━━━ Records to process
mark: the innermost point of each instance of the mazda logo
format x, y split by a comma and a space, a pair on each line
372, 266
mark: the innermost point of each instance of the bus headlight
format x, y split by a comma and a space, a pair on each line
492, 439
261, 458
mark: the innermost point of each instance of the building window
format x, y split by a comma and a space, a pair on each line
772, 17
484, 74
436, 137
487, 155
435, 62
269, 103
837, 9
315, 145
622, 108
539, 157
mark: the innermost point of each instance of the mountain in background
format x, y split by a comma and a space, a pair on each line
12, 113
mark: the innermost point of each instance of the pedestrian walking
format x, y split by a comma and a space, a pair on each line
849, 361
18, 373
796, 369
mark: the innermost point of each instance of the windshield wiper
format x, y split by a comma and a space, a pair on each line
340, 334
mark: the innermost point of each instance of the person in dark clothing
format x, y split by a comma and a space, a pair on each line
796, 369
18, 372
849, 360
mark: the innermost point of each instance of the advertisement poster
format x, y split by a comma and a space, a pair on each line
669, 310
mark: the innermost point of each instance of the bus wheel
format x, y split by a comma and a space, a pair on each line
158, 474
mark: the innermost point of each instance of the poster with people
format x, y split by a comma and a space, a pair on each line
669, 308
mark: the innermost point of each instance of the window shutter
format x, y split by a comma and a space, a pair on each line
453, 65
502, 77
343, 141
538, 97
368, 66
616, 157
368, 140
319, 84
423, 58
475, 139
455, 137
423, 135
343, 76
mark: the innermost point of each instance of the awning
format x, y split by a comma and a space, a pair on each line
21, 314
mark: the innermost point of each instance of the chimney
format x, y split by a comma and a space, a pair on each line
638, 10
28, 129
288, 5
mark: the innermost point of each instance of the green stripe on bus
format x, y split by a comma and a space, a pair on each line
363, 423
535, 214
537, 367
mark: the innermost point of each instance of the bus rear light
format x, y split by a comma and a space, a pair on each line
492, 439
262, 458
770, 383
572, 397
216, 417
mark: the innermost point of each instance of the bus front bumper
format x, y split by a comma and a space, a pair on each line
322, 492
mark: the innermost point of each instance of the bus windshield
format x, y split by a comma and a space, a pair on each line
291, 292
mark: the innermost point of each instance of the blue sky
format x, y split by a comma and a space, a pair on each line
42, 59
━━━━━━
Rewrite the stretch from the line containing "mark: the innermost point of each instance of the green" through the end of the entries as a numbered list, leaving out any blank lines.

» Reply to the exercise
1. mark: the innermost point of each instance of the green stripe on bus
2. format x, y split by a comma and a space, a pair on each line
3. 363, 423
4. 535, 214
5. 537, 367
6. mark: the innermost point of each instance of the bus rear light
7. format x, y split by a comma and a space, a pair on each line
8. 492, 439
9. 262, 458
10. 770, 383
11. 572, 397
12. 216, 417
13. mark: the innermost point of each instance of the bus front bumper
14. format x, y split by a comma and a space, a pair on each line
15. 322, 492
16. mark: the innermost point of each instance of the bus windshield
17. format x, y split by a comma and a space, a pair on each line
18. 291, 292
19. mark: the innermost point of each instance of the blue sky
20. format x, y split by a comma and a space, a pair on each line
21. 42, 59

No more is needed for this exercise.